Vorliegender Auszug:
============================================================
So stand für alle europäischen Staaten der Zwang zum
Sparen fest, im Namen des Haushalts und im Namen
von mehr Beschäftigung
.
Mitgetragen hat die Rifondazione Comunista alle
Beschlüsse, die zur praktischen Umsetzung der
eingesehenen politischen Notwendigkeit in Italien für
fällig erachtet wurden. Seinen Grund hatte der
Umstand, daß Italien stets als Problemkandidat
für
das Europa des guten Geldes angesehen wurde, zwar in den
nur bedingten Konkurrenzerfolgen dieser Nation auf den
europäischen und anderen Märkten. Die Logik aber, nach
der Italien für Europa herzurichten war, wurde mit dem
Zweck dekretiert, die staatlichen Finanzen zu
sanieren, und daran hatte die italienische
Standortpolitik Maß zu nehmen. Dabei galt es keineswegs
nur, diese oder jene Milliarde an dieser Stelle
einzusparen und an einer anderen einzunehmen. Verlangt
von dieser Nation war vielmehr, den ganz grundsätzlichen
Beweis erfolgreich anzutreten, daß der Staat sich auf
Dauer zu konsolidieren gewillt ist, also die für ihn
typischen Quellen seiner Unsolidität
beseitigt.
============================================================
Aufgabenstellung: Woran hatte die italienische Standortpolitik laut dem Auszug über Italiens Sparzwang Maß zu nehmen? Die nachstehenden Zeilen spielen dafür keine Rolle.

Bereitgestellte Angaben:
============================================================
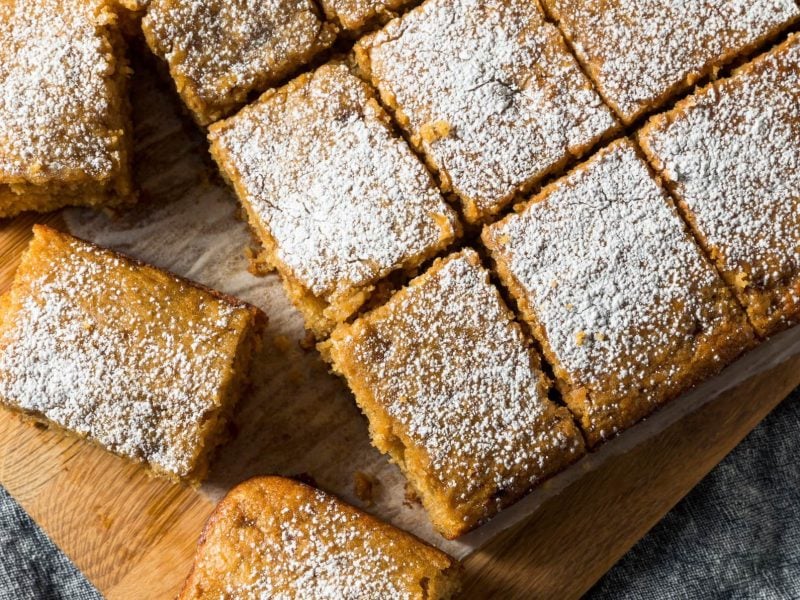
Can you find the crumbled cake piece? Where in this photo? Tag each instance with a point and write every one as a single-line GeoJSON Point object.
============================================================
Lösung: Am Zweck, die staatlichen Finanzen zu sanieren.